# [Written task]
Copy the listing from the line with "[locate] shrub (one point per instance)" through the end, changing "shrub" to "bush" and leaving everything else unchanged. Give only those lines.

# [Data provided]
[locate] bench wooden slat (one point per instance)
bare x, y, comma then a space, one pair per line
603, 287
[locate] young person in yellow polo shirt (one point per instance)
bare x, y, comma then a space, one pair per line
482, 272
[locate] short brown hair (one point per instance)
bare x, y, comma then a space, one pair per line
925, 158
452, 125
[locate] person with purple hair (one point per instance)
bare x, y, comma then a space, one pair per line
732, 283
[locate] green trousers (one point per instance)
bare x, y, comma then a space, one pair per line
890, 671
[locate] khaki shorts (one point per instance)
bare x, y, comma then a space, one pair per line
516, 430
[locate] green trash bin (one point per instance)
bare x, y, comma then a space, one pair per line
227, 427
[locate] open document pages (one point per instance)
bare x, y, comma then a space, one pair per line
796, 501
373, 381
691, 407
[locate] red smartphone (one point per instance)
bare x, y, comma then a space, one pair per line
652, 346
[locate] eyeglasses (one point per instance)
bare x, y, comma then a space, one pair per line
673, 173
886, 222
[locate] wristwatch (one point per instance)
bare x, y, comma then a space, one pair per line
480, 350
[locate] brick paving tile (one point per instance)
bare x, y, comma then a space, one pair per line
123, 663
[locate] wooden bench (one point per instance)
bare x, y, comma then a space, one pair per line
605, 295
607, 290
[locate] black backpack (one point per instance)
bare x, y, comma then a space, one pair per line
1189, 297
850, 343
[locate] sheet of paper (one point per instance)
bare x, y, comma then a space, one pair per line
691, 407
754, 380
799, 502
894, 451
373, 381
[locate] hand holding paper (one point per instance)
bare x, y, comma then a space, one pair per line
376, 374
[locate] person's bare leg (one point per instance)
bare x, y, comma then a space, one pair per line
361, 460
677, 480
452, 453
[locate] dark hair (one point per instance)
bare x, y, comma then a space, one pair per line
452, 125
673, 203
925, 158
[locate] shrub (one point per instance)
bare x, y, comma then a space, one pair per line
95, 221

# [Answer to this problem]
[locate] bush (one point per instance)
bare x, y, comma then a space, one pair per line
95, 221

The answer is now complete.